* Requirement A:
Count the lines in the records below that contain the string "brown", treating uppercase and lowercase as different, and reply with the number alone.
* Requirement B:
Carry on the passage about vertical price-fixing, starting after its final sentence.

* Extract to read:
+ + + + + + +
III. Distribution and Distributor Relations

 

A. Vertical price-fixing

 

1. Federal law

a. Agreements between suppliers and purchasers as to the price at which goods purchased will be resold are per se illegal. Business Electronics Corp. v. Sharp Electronics, Inc., 485 U.S. 717 (1988).

b. Restraints on pricing discretion which fall short of an express agreement on minimum or maximum resale prices do not fall within the per se rule, however. In U.S. Pioneer Electronics Corp., 5 Trade Reg. Rep. (CCH) ¶ 23,172 (FTC 1992), the FTC modified a consent order which had been entered against Pioneer in 1975 prohibiting it from, among other things, imposing restrictions on its dealers’ advertised prices or from terminating dealers who did not comply with Pioneer’s suggested advertised prices. The Commission agreed that the rules had changed since 1975, relying on Business Electronics, supra, Continental T.V., Inc. v. GTE Sylvania. Inc., 433 U.S. 36 (1977), and Monsanto Co. v. Spray-Rite Services Corp., 465 U.S. 752 (1984). Noting that minimum advertised price requirements were still per se illegal if they were part of a broader resale price agreement, the FTC nonetheless modified the decree to permit Pioneer to impose advertising restrictions since otherwise it would be at a competitive disadvantage. Id. The Commission subsequently also permitted Pioneer to unilaterally terminate dealers who sold products at a price different than that approved by Pioneer, but without obtaining any agreement from dealers to maintain prices. U.S. Pioneer Electronics Corp., 5 Trade Reg. Rep. (CCH) ¶ 23,201 (FTC 1992).

c. The upshot is that a manufacturer is permitted under federal law to announce that it has minimum (or maximum) resale prices, and that any dealer which does not comply with the pricing policy will be terminated, and further permitted to follow through and terminate such non-complying dealers. Such conduct will be unlawful only if it is shown to have a substantial anticompetitive effect in the market under the rule of reason, or if it is accompanied by an express agreement between the manufacturer and one or more of its distributors to maintain resale prices.
+ + + + + + +
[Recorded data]
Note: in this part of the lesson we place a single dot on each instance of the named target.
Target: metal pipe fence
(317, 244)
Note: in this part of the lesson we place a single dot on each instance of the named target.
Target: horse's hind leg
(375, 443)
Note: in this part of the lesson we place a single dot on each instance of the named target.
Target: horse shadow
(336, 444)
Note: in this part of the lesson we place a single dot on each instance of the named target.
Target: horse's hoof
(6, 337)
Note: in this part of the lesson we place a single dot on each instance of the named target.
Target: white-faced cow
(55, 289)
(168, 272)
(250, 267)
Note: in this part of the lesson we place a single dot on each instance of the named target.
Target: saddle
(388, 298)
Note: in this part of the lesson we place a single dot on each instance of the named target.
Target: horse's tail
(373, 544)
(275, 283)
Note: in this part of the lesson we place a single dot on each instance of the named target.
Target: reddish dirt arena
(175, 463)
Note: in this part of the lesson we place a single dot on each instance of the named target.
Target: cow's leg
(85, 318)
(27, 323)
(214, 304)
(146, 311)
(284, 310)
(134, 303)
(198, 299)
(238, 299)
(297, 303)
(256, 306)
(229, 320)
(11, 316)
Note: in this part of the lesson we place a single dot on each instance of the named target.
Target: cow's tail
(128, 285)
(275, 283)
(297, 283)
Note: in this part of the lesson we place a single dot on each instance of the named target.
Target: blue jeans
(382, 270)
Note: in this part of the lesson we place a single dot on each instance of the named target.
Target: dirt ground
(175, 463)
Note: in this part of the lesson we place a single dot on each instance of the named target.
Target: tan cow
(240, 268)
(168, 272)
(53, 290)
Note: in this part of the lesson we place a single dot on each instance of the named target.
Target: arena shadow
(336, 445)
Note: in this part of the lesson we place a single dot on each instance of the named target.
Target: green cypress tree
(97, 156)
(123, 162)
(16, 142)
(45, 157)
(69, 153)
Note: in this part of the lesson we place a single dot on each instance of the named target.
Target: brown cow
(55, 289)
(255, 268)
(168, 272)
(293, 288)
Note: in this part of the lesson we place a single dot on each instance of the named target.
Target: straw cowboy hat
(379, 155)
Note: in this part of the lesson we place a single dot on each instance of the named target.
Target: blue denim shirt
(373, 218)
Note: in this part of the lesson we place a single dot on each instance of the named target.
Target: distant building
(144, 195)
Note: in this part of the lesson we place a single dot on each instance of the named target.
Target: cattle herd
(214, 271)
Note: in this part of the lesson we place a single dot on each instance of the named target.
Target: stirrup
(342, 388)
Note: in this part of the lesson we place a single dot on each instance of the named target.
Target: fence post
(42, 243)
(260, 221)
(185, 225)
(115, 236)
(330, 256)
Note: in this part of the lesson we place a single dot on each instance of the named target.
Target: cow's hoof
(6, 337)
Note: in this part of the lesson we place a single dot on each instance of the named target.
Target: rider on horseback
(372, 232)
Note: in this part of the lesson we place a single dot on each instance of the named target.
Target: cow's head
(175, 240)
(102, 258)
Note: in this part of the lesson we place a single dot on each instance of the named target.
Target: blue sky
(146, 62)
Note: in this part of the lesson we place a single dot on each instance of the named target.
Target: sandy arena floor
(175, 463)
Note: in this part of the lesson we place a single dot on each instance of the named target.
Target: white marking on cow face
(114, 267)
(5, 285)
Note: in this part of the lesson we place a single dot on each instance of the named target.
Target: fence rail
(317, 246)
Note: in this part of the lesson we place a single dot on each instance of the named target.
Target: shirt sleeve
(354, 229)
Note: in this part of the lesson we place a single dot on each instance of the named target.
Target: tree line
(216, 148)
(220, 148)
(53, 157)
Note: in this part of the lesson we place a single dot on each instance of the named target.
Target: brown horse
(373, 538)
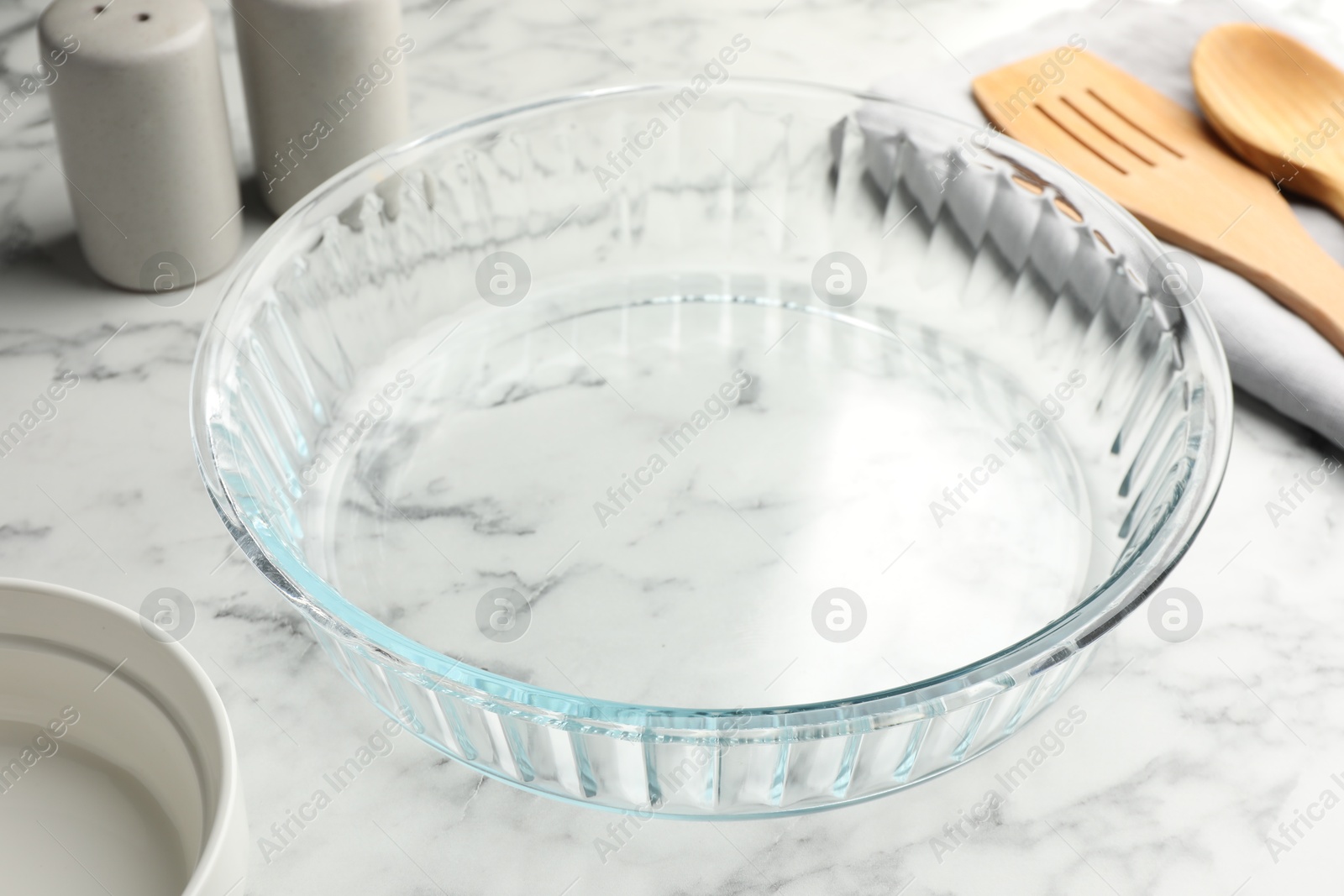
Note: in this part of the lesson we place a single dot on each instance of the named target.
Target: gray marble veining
(1186, 761)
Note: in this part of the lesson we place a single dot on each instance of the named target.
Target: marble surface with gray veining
(1189, 768)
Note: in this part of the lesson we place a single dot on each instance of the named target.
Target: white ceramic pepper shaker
(326, 86)
(140, 118)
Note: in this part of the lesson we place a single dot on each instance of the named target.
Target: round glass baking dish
(714, 450)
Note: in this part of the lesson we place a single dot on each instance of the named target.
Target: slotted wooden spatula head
(1142, 149)
(1163, 163)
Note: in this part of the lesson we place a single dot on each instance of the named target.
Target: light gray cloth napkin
(1273, 354)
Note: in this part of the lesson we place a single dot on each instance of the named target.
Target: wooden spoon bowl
(1278, 103)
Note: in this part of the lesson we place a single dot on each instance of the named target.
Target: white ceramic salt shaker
(326, 86)
(139, 109)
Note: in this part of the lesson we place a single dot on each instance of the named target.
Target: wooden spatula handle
(1270, 248)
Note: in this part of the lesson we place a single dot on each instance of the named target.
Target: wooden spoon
(1277, 103)
(1163, 164)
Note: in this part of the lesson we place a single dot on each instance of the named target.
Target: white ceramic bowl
(118, 766)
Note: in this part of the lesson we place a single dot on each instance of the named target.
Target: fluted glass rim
(1065, 636)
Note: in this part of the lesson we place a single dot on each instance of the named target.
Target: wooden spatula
(1163, 164)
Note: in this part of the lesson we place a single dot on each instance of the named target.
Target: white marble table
(1191, 755)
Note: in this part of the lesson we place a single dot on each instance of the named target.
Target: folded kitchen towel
(1273, 354)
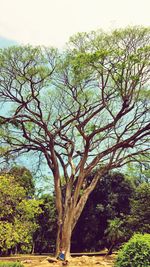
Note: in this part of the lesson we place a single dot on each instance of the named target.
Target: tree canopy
(85, 107)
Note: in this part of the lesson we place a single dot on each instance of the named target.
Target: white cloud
(51, 22)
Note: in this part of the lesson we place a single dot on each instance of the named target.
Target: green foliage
(17, 215)
(135, 253)
(24, 177)
(106, 209)
(11, 264)
(45, 235)
(115, 231)
(139, 218)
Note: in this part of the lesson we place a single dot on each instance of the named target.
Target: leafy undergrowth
(83, 261)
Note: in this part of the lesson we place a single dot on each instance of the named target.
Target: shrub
(135, 253)
(10, 264)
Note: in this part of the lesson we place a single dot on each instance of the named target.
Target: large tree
(85, 107)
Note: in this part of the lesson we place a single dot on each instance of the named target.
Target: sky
(52, 22)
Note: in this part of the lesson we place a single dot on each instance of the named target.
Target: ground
(83, 261)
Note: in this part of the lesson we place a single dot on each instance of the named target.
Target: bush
(10, 264)
(135, 253)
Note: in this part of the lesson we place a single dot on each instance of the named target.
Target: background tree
(23, 177)
(45, 236)
(86, 107)
(17, 216)
(109, 202)
(139, 218)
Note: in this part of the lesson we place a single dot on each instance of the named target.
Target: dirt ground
(83, 261)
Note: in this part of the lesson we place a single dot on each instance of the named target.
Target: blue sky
(4, 42)
(52, 22)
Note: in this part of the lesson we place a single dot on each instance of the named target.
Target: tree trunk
(64, 233)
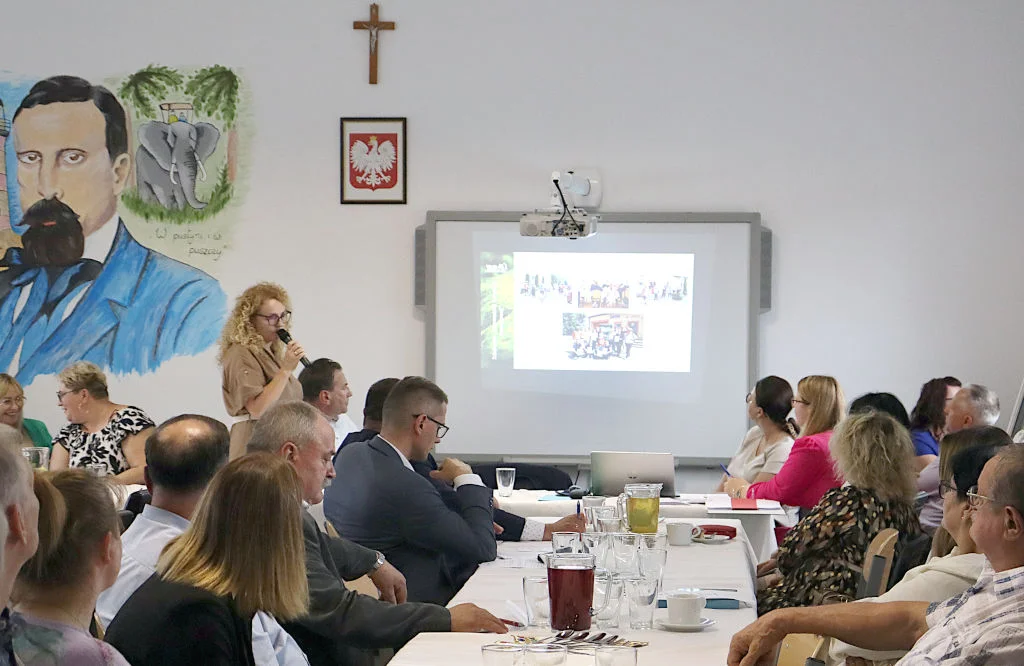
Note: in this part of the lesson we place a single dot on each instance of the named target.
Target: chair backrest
(910, 552)
(878, 563)
(527, 476)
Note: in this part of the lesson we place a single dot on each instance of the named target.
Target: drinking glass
(615, 656)
(642, 596)
(545, 655)
(624, 551)
(502, 654)
(608, 596)
(652, 563)
(506, 481)
(535, 592)
(565, 542)
(39, 457)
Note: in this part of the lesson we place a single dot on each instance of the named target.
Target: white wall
(882, 141)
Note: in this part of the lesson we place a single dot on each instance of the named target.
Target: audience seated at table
(940, 578)
(973, 405)
(341, 623)
(326, 387)
(928, 419)
(101, 435)
(380, 501)
(34, 433)
(79, 555)
(820, 558)
(242, 553)
(182, 455)
(984, 625)
(808, 472)
(766, 446)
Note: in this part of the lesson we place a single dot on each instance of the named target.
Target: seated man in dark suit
(379, 501)
(508, 527)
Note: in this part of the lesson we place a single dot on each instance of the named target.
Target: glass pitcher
(570, 591)
(639, 505)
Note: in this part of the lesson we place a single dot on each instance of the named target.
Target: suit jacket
(169, 624)
(382, 504)
(343, 623)
(510, 523)
(141, 309)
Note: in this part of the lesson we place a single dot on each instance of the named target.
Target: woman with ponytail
(808, 472)
(766, 446)
(79, 556)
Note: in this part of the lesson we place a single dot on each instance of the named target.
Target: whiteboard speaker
(420, 256)
(765, 269)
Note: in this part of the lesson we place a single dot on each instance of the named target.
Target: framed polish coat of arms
(373, 161)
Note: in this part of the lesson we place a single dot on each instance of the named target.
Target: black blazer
(342, 624)
(378, 502)
(510, 523)
(170, 624)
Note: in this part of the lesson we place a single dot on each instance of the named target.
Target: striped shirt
(984, 626)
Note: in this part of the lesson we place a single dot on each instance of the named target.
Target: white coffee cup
(681, 534)
(684, 608)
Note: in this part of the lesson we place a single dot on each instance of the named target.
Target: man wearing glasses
(982, 626)
(379, 501)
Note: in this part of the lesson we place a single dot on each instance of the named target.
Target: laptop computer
(610, 470)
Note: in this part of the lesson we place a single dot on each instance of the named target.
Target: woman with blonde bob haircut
(808, 472)
(243, 552)
(821, 557)
(79, 556)
(258, 368)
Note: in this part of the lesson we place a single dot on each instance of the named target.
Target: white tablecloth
(759, 525)
(496, 584)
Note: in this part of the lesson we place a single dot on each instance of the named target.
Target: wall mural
(117, 200)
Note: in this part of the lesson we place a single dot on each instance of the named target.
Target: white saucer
(668, 626)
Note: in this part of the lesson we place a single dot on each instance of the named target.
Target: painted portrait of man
(82, 287)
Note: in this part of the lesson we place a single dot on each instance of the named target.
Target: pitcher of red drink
(570, 589)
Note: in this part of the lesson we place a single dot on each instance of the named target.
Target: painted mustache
(54, 236)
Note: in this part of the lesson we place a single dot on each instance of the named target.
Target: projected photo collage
+ + + + + + +
* Expected answer A:
2

* Expected answer B:
d. The decisions of the federal courts are not altogether consistent, but generally may be read to provide that a manufacturer is permitted to engage in "exposition, persuasion, argument or pressure" to attempt to induce dealers to adhere to suggested prices, Yentsch v. Texaco. Inc.. 630 F.2d 46, 53 (2d Cir. 1980), but cannot cross the line into "coercion." Bender v. Southland Corp., 749 F.2d 1205, 1213-14 (6th Cir. 1984). Threats of termination for failure to maintain resale prices may (e.g., Yentsch, supra) or may not (e.g., Jeanery, Inc. v. James Jeans, Inc., 849 F.2d 1148, 1158-59 (9th Cir. 1988)) constitute coercion.

e. Though there is some contra earlier authority, e.g., Pearl Brewing Co. v. Anheuser-Busch, Inc., 339 F. Supp. 945 (S.D. Tex. 1972), recent cases hold that a supplier is entitled to require a retailer to "pass through" a wholesale price break to its retail customers. AAA Liquors Inc. v. Joseph E. Seagram & Sons, 705 F.2d 1203, 1206 (10th Cir. 1982), cert. denied, 461 U.S. 919 (1983) (supplier "has a legitimate interest in making sure the retailer receiving the discount is not pocketing the price support instead of passing it on to consumers").

f. As the FTC recognized in Pioneer, courts have also been willing to uphold restrictions on the ability of dealers to advertise prices other than the manufacturer’s suggested resale price, so long as there is no restriction on the resale price actually charged. See, e.g., In re Nissan Antitrust Litigation, 577 F.2d 910 (5th Cir. 1978).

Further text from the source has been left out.